— Start —

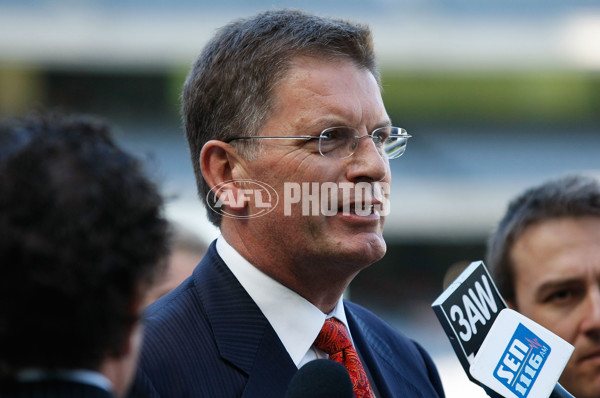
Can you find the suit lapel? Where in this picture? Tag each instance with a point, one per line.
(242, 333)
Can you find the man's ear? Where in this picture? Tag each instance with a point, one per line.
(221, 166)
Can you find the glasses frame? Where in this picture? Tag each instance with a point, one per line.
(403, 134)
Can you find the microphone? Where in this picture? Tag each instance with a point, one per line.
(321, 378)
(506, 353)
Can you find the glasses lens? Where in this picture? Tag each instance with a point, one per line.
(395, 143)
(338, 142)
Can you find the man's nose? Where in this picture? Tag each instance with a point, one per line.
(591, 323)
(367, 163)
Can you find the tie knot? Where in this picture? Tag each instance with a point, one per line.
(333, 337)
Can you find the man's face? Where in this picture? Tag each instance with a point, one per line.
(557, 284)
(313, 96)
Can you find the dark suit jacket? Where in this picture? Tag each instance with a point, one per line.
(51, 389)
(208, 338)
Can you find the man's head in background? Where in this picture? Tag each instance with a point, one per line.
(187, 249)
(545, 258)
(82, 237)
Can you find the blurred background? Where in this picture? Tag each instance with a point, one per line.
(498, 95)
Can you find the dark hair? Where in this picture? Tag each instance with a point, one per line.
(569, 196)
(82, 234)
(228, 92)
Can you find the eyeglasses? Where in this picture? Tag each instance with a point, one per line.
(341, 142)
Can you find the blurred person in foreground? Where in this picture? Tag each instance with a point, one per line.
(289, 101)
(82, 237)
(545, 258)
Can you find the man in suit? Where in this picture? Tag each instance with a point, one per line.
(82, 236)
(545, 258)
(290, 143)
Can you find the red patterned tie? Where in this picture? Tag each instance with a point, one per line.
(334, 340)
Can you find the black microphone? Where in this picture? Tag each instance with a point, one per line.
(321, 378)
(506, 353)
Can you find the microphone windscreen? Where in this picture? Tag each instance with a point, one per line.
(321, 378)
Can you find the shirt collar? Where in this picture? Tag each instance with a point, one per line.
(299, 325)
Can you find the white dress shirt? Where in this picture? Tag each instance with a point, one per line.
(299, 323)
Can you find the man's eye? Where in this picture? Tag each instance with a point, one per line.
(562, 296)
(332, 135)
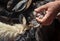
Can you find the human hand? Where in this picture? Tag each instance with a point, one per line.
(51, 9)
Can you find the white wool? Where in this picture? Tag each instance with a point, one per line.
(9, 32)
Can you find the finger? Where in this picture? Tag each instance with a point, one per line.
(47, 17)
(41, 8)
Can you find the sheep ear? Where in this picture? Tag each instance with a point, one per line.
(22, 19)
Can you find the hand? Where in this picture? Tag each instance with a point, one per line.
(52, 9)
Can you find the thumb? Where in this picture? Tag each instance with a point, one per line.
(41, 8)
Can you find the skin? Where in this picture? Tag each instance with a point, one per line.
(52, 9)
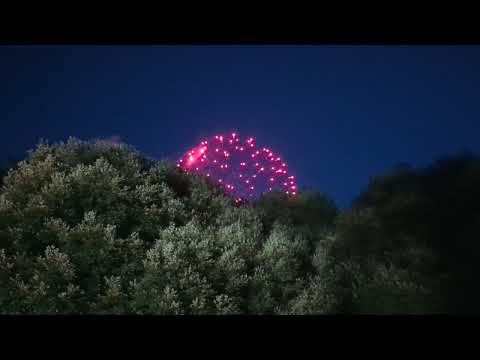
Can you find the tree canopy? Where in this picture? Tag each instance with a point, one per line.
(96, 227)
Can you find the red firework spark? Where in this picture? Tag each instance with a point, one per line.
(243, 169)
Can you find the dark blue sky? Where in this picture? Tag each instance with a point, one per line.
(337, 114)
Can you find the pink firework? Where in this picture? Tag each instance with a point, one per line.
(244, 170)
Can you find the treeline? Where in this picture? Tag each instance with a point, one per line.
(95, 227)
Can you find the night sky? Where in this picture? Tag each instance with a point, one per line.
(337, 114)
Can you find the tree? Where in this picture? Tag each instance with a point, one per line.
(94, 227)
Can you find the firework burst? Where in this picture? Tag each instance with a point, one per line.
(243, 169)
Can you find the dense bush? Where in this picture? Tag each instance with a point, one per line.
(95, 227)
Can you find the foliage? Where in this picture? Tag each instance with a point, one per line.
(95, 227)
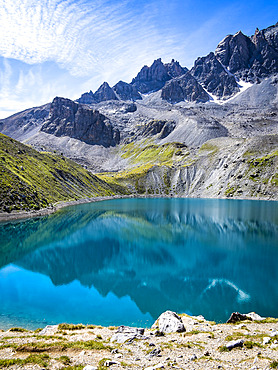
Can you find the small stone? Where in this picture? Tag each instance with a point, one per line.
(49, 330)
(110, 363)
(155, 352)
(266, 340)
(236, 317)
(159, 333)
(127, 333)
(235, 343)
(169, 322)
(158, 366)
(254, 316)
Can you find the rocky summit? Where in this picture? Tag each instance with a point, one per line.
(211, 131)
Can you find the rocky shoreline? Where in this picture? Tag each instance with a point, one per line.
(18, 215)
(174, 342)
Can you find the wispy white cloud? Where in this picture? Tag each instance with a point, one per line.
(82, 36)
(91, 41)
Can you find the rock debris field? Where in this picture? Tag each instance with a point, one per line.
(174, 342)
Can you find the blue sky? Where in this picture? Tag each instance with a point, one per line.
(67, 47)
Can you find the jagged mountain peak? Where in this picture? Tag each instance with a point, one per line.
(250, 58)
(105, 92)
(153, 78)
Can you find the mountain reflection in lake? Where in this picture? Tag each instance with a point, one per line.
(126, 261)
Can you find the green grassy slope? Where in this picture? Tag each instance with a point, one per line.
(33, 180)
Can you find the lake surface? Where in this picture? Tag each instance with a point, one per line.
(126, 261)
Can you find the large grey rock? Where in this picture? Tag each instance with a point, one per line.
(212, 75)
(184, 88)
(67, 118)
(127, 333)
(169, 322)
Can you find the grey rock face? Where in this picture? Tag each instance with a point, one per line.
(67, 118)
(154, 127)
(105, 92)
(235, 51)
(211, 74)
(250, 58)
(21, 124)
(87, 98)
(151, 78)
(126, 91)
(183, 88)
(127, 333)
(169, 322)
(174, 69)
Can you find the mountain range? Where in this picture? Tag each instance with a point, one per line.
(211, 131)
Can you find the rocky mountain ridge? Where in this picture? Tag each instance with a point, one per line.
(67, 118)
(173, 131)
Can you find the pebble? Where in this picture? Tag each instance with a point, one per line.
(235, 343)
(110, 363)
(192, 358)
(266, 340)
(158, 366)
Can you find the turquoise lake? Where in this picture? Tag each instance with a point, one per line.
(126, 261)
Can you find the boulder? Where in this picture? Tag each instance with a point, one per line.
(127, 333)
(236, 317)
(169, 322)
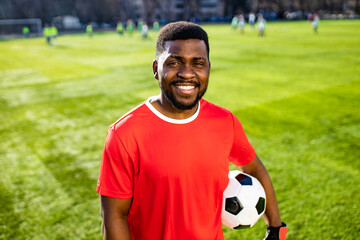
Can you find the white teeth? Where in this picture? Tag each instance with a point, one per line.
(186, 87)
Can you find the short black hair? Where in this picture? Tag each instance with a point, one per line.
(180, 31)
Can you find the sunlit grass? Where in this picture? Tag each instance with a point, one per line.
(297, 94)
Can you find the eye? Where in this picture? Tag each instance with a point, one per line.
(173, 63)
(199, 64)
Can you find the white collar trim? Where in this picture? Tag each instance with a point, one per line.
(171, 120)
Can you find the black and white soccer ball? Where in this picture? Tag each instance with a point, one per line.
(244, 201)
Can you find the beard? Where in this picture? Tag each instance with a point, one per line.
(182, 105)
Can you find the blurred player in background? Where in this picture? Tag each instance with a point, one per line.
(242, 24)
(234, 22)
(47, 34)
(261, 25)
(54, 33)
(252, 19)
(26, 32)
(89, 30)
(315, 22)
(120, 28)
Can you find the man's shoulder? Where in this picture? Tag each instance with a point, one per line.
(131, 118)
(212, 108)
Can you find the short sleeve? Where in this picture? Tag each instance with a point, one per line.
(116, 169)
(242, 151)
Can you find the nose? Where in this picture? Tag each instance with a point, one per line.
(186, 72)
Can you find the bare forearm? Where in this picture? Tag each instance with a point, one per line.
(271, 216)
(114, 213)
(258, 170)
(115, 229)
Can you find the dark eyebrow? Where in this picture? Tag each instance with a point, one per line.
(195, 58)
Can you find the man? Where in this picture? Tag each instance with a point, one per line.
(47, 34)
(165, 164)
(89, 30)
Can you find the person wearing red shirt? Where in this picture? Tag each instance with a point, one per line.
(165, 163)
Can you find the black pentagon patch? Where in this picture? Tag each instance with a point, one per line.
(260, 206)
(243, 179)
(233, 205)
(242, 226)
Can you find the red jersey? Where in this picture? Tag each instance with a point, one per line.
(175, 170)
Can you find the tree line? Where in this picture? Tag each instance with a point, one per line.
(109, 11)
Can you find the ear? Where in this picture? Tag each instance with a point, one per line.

— End —

GIVEN REQUEST -
Only the lines from the one containing "Can you find the man?" to the end of the records should be repeated, exactly as they appear.

ANSWER TO THE TASK -
Can you find the man? Where in this picture? Tag each instance with a point, one per line.
(47, 34)
(165, 164)
(89, 30)
Can you find the person wearing red shirt? Where in this picture? Tag each instance with a point, one per line.
(165, 163)
Can you find the black pentagon patch? Where in this picture? Tag each instance with a point, one per line.
(260, 206)
(243, 179)
(233, 205)
(242, 226)
Can you find the red jersey? Where in this picture? Tag each instance with a point, one per line.
(175, 170)
Can you find the tree line? Where in this picture? Tag each instance with a point, one per line.
(109, 11)
Can you find the ear? Where in this picture? Tag each instance with a point, one per line.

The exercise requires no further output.